* Text extract
▬▬▬
Crush also no showed Raw the next night and thengot his release to go to WCW.

 

Hunter's reasoning for ending the storyline in the worst possible manner was that nobody would buy that a tough guy like himself could lose a woman to someone like Angle.

That's among the stupidist things I've ever read (the reasoning, not the post). Why the fuck would HHH think that it would be so far fetched for a woman to leave a man for another, regardless of how tough the other guy is? What does being tough have to do with losing a woman? It would make complete sense, Angle was more sensitive and much nicer to Steph than HHH was and it would have drawn a ton of money.
▬▬▬
* Problems and tasks
A - According to the wrestling post, what did Crush get after no-showing Raw the next night?
B - Reproduce the wrestling post word for word, starting with "Hunter's reasoning for" and going on through "someone like Angle.".
C - Resume the wrestling post from where it stops.
The lines that follow come from a separate source and are unrelated to the wrestling post.

* Source data
▬▬▬
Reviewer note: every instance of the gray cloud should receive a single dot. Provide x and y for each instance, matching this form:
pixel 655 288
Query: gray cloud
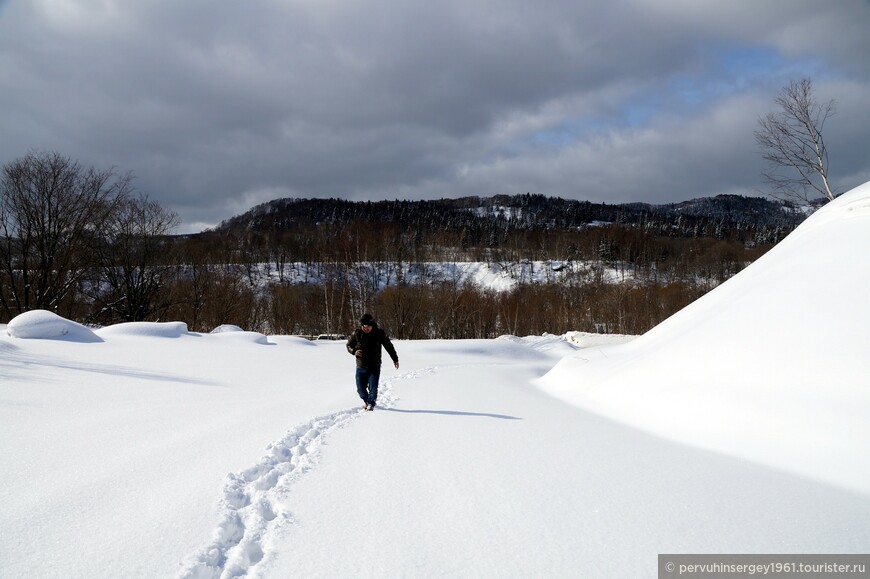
▬▬▬
* In response
A - He got his release to go to WCW.

B -
Hunter's reasoning for ending the storyline in the worst possible manner was that nobody would buy that a tough guy like himself could lose a woman to someone like Angle.

C -
That's what I don't understand about guys holding others down. Unless you are so insecure that you don't think you can compete with them, then you should help elevate them and make more money. Isn't that what the business is about, making money? HHH really has to be the most insecure main eventer since HBK, HHH has squashed or buried literally every guy who was even a remote threat to his spot (Y2J, RVD, Booker, Kane, Orton, he convinced Vince that they didn't need Rock anymore or so implied Meltzer last night on WOL when he said "jealousy is a bitch", Goldberg, Angle, Tazz, Steiner [although he was brought in just so they could feed him to HHH], the list goes on), what the fuck is wrong with the guy? Didn't he realize that if he did just one 5 minute job to Goldberg that he could have made millions in the rematches and it wouldn't have hurt him one bit in terms of credibility because as long as Goldberg was pushed that way constantly his losig to him wouldn't be much different from everybody else.

 

Fact or Fiction: HHH has been scheduled to drop the strap and flat out refused. I'm juts wondering if he was told that he would drop it to Booker or whoever and then managed to change Vince's mind? Same for Hogan, out of curiousity (in WWF, not including Bret Hart which was already discussed in the thread).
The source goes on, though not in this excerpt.